__WORK INSTRUCTIONS__.
Echo every line of the listing below verbatim, with no character changed.

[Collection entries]
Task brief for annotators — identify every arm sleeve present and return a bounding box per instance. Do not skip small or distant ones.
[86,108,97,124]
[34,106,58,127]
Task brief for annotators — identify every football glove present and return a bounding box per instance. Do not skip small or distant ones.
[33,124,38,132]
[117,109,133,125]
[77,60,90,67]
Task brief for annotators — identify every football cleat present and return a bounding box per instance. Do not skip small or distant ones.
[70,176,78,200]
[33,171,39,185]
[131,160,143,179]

__WRITTEN ANSWER__.
Task brief for annotators — identify every arm sleeve present and return a bounding box per instance. Do not skip small or distant ones.
[86,108,97,124]
[34,106,58,127]
Task brief for annotators — identify every football glove present and return a bounding box per instance. Do not skip small or distant ones.
[33,124,38,132]
[117,109,133,125]
[77,60,90,67]
Task brief for annotators — identify every football cleat present and return a bounding box per instance. Do not skip small or distant ones.
[70,176,78,200]
[33,171,39,185]
[131,160,143,179]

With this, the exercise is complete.